[[ WORKING DATA open ]]
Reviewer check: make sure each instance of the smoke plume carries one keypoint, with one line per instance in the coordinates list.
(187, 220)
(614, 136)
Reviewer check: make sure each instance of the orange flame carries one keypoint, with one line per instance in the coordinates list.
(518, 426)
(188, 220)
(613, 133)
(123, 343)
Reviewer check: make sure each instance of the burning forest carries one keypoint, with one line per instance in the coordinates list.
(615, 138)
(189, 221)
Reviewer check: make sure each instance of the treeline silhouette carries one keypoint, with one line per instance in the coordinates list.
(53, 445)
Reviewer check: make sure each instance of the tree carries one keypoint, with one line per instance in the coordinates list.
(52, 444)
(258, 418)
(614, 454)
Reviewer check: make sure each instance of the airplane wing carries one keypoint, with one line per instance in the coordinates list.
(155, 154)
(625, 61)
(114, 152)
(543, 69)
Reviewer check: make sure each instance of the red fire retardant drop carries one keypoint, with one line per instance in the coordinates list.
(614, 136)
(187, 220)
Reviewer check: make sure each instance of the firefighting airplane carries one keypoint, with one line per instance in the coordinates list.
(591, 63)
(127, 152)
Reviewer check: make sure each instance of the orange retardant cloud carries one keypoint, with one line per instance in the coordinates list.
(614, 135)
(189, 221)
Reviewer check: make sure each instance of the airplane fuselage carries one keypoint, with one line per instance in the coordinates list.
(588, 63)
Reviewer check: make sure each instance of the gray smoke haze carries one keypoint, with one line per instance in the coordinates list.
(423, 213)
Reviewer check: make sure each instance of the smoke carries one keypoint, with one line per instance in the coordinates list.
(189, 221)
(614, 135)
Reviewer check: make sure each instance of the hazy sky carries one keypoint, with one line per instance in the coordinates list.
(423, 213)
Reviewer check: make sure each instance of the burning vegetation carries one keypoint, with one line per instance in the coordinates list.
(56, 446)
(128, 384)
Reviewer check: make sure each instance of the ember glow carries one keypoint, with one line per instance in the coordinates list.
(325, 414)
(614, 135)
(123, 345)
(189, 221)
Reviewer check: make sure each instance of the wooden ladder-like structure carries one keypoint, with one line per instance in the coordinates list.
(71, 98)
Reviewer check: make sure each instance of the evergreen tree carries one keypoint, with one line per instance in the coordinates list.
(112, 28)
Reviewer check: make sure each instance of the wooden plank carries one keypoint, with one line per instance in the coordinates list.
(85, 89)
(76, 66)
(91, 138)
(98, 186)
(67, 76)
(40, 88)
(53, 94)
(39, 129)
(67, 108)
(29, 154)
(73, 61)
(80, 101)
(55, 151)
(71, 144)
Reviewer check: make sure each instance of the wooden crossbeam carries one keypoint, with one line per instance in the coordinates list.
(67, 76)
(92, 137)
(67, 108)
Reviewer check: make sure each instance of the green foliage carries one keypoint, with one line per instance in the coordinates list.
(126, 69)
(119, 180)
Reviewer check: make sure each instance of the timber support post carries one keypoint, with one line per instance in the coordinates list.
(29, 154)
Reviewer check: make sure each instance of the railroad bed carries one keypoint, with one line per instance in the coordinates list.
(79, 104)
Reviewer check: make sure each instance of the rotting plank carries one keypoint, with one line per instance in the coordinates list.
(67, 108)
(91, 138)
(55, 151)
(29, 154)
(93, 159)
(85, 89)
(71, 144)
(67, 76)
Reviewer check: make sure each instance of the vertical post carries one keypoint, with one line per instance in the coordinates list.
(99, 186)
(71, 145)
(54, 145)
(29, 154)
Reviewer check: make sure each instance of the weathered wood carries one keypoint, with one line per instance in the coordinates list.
[[ WORKING DATA closed ]]
THE PROBLEM ▸ Print all entries again, exactly.

FINISHED TASK ▸
Reviewer check: make sure each instance of the smoke plume carries one keypoint, with one line per instance in the coordinates list.
(187, 220)
(614, 136)
Reviewer check: make sure each instance of the orange flame carries one keypoint, with one line per instance in the coordinates list.
(518, 426)
(188, 220)
(613, 133)
(123, 343)
Reviewer check: make sure each instance of the burning forest carries one keypoint, with one line per instance in the coordinates list.
(615, 138)
(189, 221)
Reviewer check: make sure each instance of the treeline silhouette carries one keypoint, with one line per instance in the coordinates list.
(53, 445)
Reviewer check: make sure each instance of the tree carries one keypoint, with one line per instance in the coordinates list.
(52, 444)
(258, 418)
(614, 454)
Reviewer check: make sure each instance of the airplane wing carries one keypoint, with one line per instance in the coordinates list.
(155, 154)
(625, 61)
(114, 152)
(543, 69)
Reviewer check: make sure each instance of the red fire retardant drop carries one keypoint, with one line per instance in the coordinates list.
(614, 136)
(187, 220)
Reviewer check: make sure each instance of the firefighting airplane carries one keypoint, with one line per instance in the coordinates list.
(591, 63)
(127, 152)
Reviewer check: make sure each instance of the orange retardant cloud carries one keypoint, with one line per instance in the coordinates list.
(614, 135)
(189, 221)
Reviewer check: make sure each instance of the airplane fuselage carries one keypoint, with one line per instance in the coordinates list.
(588, 63)
Reviewer check: make sure each instance of the gray smoke haze carries one keypoint, with one line per instance in the coordinates list.
(423, 213)
Reviewer check: make sure each instance of the smoke carries one keypoint, with one line per instance in the coordinates list.
(189, 221)
(614, 135)
Reviewer check: make sure each instance of the hazy sky carries one keypoint, with one line per instance in the coordinates list.
(423, 213)
Reviewer check: make sure each instance of the burning vegetation carries one keypoint, with one line per instance in the coordinates list.
(56, 446)
(128, 384)
Reviewer check: make sure each instance of the ember glow carries one keypoint, with one line per instance in the coordinates list.
(325, 414)
(614, 135)
(123, 345)
(189, 221)
Reviewer check: make sure each instance of the wooden ladder-like structure carries one keypoint, with one line per instance in the coordinates list.
(71, 98)
Reviewer check: make sure each instance of the evergreen tree carries one keypoint, with one line per instance in the coordinates list.
(112, 28)
Reviewer check: make sure each instance of the wooden plank carries one keypoint, with one line per instance in the coordinates list.
(85, 89)
(76, 66)
(91, 138)
(98, 186)
(67, 76)
(40, 88)
(53, 94)
(39, 129)
(67, 108)
(29, 154)
(73, 61)
(80, 101)
(55, 151)
(71, 144)
Reviewer check: make sure each instance of the wooden crossbeam carries one keypoint, with one line per instance in the coordinates list.
(67, 76)
(92, 137)
(67, 108)
Reviewer check: make sure each instance of the green foliage carries one keypoint, with one line per instance in the coordinates list.
(126, 69)
(119, 180)
Reviewer check: make sure each instance of the timber support post carries one keypoint, with one line per instance in the coordinates list.
(29, 154)
Reviewer check: make sure each instance of the railroad bed carries one keypoint, with one line per instance in the coordinates list.
(79, 104)
Reviewer check: make sure each instance of the rotting plank carries one keypoint, with one line per instance in the coordinates list.
(67, 108)
(91, 138)
(55, 151)
(29, 154)
(93, 159)
(85, 89)
(71, 144)
(67, 76)
Reviewer check: make sure each instance of the vertical post carries one keypoint, with one line per instance in the coordinates list.
(99, 186)
(71, 145)
(54, 145)
(29, 154)
Reviewer check: make sure each instance of the weathered wood carries one keypoint, with one line per instance in the coordinates list.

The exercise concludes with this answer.